(Collection entries)
"""

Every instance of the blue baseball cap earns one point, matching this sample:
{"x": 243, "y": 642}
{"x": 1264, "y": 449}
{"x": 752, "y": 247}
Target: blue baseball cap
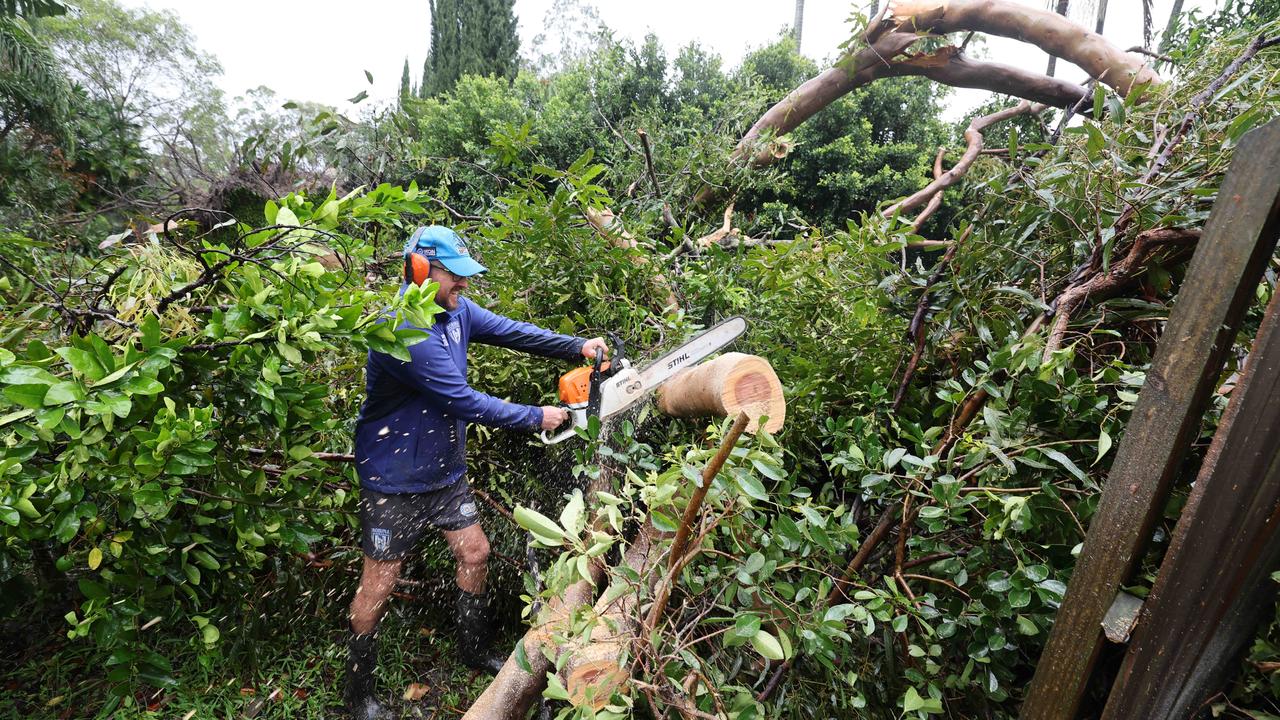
{"x": 440, "y": 244}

"""

Update the listing above by replacing "blue baseball cap" with "red baseball cap" and leaving every other part of the text unchanged. Include all of the listing but leave out the pictures.

Every instance of the red baseball cap earns one point, matching this sample:
{"x": 243, "y": 642}
{"x": 1264, "y": 449}
{"x": 752, "y": 247}
Target: red baseball cap
{"x": 440, "y": 244}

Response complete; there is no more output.